> [Problems to work on]:
1) Decide whether each statement below agrees with the text on the Animal Rights National Conference. Answer yes or no for each, quoting the words of the text that decide it.
(a) Action For Life was held at Cedar Crest College in Allentown, Pennsylvania.
(b) FARM organized the annual conferences between 1988 and 1996.
(c) The A Decade of the Animals conference took place in Chicago.
2) Proceed with the text on the Animal Rights National Conference, picking up right after its final sentence.

### Selected extract

Animal Rights National Conference
The Animal Rights National Conference has been organized since 2000 by the Farm Animal Rights Movement.
FARM was also responsible for an earlier series of annual conferences, named Action For Life, between 1981 and 1987, as well as two special conferences in 1991 and 1997. Between 1988 and 1996, the annual animal conferences were organized by the former National Alliance for Animal Rights.
Early years
In August 1975, Dr. Alex Hershaft became involved in the vegetarian movement after attending the World Vegetarian Congress in Orono, ME, and meeting Jay Dinshah. A year later, he founded the Vegetarian Information Service to distribute information on the benefits of a vegetarian diet.VIS also organized several conferences in DC and Pennsylvania on strategies for promoting vegetarianism. Some conference participants, influenced by Peter Singer’s 1975 treatise Animal Liberation, argued that the scope of these conferences should be expanded to include animal rights.
Accordingly, in the summer of 1981, Hershaft organized Action For Life, a national conference at Cedar Crest College in Allentown, Pennsylvania, that effectively launched the U.S. animal rights movement, including People for the Ethical Treatment of Animals, the Farm Animal Reform Movement, and the since defunct Trans-Species Unlimited and Mobilization For Animals. Participants included such animal rights pioneers as Cleveland Amory, Ingrid Newkirk, Alex Pacheco, Peter Singer, Henry Spira, Gretchen Wyler, as well as radio host Thom Hartmann.
These conferences continued for seven more years in San Francisco, Montclair, NJ, Washington, Los Angeles, Chicago, and Cambridge, MA. In 1991, FARM organized A Decade of the Animals conference in Washington, DC, to commemorate the 1981 launch.

######
### Supplied entries

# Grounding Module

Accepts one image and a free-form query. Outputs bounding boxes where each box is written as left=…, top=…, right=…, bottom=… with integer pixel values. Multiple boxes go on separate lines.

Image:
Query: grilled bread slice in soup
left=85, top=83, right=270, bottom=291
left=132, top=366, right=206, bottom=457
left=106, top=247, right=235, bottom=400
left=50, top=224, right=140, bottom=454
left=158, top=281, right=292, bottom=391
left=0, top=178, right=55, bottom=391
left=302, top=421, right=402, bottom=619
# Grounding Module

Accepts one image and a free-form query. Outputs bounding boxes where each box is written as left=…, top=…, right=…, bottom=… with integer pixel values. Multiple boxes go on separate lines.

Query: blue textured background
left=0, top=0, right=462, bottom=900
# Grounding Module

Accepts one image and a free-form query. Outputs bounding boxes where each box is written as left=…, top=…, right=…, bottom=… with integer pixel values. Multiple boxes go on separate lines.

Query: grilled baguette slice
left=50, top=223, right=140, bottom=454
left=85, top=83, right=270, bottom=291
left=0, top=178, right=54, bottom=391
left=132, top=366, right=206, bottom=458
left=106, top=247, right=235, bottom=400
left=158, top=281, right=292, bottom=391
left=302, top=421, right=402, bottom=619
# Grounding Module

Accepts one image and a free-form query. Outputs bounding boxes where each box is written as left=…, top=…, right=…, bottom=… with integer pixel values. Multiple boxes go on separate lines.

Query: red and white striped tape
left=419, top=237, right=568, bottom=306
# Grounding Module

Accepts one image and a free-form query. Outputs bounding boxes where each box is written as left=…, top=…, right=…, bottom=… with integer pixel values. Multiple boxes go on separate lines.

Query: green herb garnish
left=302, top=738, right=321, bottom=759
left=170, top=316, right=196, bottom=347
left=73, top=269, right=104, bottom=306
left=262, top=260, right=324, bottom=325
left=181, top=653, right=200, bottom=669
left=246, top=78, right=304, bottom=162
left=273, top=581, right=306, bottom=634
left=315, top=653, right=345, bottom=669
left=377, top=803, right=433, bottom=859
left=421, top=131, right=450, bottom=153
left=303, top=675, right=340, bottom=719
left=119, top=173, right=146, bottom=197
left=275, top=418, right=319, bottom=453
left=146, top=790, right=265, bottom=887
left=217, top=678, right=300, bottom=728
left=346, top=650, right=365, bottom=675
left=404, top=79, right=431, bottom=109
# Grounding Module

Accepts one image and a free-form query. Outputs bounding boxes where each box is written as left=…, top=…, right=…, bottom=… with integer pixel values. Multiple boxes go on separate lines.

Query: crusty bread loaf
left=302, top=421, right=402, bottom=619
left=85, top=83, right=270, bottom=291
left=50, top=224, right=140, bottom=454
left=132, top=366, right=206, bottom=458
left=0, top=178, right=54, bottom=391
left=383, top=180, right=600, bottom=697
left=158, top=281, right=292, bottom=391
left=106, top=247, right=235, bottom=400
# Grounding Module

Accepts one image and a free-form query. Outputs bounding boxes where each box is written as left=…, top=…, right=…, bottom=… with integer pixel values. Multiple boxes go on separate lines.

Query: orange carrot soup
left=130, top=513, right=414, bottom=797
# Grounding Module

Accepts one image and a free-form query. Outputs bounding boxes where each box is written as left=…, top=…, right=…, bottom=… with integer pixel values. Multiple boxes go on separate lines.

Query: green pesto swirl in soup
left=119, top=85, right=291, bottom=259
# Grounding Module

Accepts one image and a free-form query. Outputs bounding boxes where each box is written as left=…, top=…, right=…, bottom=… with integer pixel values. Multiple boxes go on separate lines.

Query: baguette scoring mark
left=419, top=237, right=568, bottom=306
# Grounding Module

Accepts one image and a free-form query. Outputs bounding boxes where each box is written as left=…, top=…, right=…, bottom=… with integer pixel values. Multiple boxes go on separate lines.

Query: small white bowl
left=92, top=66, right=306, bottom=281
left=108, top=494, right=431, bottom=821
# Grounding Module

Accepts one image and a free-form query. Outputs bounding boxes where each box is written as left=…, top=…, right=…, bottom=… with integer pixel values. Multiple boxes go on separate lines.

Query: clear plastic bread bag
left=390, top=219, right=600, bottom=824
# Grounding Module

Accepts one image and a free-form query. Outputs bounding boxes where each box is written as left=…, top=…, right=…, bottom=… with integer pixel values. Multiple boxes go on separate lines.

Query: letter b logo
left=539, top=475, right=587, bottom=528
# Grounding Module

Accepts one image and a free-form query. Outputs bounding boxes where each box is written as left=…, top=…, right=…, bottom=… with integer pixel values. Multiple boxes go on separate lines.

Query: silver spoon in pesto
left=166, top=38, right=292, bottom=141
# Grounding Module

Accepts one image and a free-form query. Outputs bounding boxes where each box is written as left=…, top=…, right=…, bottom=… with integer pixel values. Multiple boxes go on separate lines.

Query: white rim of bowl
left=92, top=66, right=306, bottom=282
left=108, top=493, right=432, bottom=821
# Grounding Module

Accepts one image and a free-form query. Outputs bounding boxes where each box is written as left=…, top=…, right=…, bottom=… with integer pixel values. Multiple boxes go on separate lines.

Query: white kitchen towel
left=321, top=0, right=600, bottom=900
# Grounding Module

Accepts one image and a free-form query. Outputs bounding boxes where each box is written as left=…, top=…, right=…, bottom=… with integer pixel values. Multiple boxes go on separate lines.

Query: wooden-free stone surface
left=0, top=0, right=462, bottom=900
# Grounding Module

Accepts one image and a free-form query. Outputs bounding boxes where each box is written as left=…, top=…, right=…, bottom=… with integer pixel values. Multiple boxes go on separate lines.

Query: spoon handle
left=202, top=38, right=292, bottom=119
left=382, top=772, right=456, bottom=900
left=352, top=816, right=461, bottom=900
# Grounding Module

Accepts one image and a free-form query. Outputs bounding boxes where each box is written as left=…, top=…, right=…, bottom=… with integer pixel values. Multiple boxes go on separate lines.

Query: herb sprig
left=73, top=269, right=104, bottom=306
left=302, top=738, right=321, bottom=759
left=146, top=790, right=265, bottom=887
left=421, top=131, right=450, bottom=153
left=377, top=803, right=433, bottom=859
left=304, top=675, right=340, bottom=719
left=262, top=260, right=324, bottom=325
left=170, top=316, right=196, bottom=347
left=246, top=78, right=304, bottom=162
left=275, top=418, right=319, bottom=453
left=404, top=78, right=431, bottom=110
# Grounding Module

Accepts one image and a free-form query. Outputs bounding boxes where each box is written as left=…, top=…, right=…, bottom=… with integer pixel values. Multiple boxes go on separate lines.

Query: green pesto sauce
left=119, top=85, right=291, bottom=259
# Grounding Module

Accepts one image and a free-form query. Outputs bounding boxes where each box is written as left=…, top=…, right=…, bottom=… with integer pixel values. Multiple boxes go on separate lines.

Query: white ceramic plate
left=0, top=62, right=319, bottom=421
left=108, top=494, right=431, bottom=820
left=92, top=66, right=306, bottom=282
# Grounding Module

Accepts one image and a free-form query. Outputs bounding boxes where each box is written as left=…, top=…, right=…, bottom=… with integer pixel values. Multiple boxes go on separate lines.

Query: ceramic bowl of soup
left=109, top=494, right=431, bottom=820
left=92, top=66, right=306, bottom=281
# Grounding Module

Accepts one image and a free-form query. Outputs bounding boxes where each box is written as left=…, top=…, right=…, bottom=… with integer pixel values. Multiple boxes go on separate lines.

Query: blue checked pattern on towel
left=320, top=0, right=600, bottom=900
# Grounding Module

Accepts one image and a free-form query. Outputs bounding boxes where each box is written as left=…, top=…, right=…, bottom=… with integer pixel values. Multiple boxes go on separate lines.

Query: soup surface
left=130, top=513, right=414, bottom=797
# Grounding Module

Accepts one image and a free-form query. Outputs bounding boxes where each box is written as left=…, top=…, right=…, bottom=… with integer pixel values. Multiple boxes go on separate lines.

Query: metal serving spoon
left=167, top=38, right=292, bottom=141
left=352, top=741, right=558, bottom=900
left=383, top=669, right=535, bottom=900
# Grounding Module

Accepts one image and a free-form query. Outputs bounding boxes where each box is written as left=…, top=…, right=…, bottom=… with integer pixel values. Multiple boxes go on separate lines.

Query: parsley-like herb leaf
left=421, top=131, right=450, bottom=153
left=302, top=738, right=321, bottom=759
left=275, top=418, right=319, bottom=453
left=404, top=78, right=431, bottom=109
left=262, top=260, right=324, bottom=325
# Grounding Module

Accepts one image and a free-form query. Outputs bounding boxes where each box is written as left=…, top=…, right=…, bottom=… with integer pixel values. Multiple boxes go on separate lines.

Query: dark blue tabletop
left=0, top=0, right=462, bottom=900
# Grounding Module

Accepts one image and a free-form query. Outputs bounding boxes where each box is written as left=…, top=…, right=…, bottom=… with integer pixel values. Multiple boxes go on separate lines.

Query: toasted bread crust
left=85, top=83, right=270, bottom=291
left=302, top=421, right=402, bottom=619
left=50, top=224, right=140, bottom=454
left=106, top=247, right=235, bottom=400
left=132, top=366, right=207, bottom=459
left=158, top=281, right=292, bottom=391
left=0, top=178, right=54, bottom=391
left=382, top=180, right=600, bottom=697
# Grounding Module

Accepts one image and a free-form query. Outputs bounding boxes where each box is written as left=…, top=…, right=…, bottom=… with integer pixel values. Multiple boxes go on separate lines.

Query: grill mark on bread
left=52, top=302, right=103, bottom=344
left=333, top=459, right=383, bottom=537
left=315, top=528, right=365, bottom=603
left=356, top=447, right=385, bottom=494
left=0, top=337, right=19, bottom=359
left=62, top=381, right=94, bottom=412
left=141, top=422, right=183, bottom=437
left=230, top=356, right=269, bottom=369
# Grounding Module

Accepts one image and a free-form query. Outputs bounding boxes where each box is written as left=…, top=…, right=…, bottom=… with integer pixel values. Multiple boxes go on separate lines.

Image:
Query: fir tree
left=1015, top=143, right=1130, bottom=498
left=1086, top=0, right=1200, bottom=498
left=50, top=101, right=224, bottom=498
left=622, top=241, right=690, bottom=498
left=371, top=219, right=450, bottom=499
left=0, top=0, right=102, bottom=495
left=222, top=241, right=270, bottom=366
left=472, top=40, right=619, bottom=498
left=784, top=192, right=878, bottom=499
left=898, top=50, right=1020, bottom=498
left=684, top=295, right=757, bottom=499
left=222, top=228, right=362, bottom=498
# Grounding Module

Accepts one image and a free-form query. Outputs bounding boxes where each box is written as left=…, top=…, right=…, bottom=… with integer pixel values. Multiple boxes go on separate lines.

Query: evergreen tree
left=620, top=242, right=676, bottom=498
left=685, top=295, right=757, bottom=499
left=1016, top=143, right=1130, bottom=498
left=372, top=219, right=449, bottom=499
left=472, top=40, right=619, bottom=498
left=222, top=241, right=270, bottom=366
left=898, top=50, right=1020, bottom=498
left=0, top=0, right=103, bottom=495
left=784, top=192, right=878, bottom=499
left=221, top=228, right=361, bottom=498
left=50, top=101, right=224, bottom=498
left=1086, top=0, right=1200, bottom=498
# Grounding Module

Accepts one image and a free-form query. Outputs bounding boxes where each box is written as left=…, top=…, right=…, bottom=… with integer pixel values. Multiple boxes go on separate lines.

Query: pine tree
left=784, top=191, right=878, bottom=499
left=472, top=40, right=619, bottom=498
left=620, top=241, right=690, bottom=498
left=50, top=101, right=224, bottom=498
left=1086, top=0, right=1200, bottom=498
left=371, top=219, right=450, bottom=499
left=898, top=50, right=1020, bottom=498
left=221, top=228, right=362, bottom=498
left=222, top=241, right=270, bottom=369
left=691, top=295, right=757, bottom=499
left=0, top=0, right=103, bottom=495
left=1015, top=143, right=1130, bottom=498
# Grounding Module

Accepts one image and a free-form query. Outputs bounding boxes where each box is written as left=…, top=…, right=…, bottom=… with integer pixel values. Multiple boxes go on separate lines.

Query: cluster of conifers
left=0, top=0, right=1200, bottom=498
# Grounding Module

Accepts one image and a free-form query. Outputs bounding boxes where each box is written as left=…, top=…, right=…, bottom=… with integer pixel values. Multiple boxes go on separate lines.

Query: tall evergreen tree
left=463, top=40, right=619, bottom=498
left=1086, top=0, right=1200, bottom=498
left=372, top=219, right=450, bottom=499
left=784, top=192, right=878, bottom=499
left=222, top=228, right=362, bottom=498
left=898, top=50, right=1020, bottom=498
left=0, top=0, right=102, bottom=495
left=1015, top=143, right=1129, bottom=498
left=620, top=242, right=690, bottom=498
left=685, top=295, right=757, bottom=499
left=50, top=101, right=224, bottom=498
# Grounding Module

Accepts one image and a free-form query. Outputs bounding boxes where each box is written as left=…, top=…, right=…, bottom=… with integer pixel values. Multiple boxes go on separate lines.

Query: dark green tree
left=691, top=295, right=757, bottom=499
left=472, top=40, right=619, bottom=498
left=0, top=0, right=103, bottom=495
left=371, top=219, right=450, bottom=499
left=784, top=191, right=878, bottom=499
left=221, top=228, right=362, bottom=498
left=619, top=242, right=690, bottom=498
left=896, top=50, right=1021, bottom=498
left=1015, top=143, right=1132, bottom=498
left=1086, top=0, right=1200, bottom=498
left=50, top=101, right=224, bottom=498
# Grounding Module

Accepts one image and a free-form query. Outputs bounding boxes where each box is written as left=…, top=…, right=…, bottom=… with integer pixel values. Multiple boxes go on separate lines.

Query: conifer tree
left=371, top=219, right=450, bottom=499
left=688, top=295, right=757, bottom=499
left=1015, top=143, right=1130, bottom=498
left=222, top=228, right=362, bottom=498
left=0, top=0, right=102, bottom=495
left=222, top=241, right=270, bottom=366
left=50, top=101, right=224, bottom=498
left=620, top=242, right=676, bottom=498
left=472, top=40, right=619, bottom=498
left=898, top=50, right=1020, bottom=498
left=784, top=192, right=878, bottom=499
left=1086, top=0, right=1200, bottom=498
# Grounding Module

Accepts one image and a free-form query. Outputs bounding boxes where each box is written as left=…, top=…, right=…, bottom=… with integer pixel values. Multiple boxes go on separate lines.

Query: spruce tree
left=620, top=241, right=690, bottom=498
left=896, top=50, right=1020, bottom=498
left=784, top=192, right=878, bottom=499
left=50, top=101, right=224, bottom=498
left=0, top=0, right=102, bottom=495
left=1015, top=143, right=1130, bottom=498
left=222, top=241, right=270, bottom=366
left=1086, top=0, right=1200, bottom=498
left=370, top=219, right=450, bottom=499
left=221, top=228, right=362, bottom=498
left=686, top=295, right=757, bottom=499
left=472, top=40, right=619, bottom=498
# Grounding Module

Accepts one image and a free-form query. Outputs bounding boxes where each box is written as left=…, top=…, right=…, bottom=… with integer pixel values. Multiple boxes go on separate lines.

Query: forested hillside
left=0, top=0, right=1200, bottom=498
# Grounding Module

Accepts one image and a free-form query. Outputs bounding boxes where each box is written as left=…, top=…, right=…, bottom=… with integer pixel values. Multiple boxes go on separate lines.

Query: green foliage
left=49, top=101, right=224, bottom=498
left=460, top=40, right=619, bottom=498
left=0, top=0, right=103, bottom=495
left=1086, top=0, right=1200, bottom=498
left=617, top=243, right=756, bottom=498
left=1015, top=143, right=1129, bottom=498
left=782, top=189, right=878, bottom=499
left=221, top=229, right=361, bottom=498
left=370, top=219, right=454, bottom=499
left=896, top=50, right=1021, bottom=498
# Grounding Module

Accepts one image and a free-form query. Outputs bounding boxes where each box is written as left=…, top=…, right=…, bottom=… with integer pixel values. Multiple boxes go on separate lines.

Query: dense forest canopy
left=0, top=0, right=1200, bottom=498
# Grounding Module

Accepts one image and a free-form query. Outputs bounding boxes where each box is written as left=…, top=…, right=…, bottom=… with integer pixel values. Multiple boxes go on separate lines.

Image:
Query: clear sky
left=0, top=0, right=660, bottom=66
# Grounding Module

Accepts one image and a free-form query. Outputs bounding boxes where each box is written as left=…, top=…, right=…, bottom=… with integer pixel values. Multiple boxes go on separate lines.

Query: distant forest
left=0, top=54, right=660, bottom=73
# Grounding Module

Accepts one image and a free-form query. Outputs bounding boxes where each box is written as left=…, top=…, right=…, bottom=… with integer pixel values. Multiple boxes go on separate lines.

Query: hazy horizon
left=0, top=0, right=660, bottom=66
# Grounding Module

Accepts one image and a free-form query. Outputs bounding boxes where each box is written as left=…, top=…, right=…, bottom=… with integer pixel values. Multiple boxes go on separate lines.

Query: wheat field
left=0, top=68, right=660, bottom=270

######

> [Task answers]:
1)
(a) Yes: "a national conference at Cedar Crest College in Allentown, Pennsylvania"
(b) No: "Between 1988 and 1996, the annual animal conferences were organized by the former National Alliance for Animal Rights."
(c) No: "In 1991, FARM organized A Decade of the Animals conference in Washington, DC"

2)
Between 1988 and 1996, the annual conferences were taken over by Peter Link and the National Alliance for Animal Rights. In 1990, his March on Washington attracted 25,000 participants. In 1996, a similar effort led to a much smaller turnout of 3,000. The disappointment at the small turnout and allegations of financial mismanagement sent Link into exile from the animal rights movement, and he was never heard from again.
Current series
In 1997, FARM jumped in to organize a national conference in Washington to lift the disappointment of the preceding year and to signal that the animal rights movement was alive and well. With no other group stepping forward for the next two years, FARM arranged another conference in the 2000 "Millennium Madness" year. The 2001 and 2002 conferences followed, all in Washington DC.By then, West Coast animal rights activists began clamoring for moving the conference to Los Angeles. Unsure of whether the West Coast could support a conference and wary of losing the continuing interest of the Washington area, FARM organized two conferences in the summer of 2003, in both Washington and Los Angeles. The success of the latter ensured that, beginning in 2004, the annual animal right rights national conference alternated between the two cities.
In 2018, Alex Hershaft retired as Conference Chair. Former Conference Operations Director, Jen Riley, is currently named Conference Chair, working with Program Manager & Registrar, Ethan Eldreth, a Program Advisory Committee consisting of longtime movement leaders, as well as a team of managers.
Mission & Program
The annual animal rights national conference is dedicated to the vision of a world where animals are free from all forms of human exploitation. Yet, it recognizes that there are multiple paths, missions, strategies, and tactics for advancing that vision.Thus, a key mission of each conference is to provide a forum where relative merits of these paths, missions, strategies, and tactics may be discussed in an atmosphere of mutual respect. Other key missions include:
- Documenting animal abuses for food, research, amusement, and more
- Training attendees in personal growth and organizing
- Offering opportunities to network and “recharge batteries”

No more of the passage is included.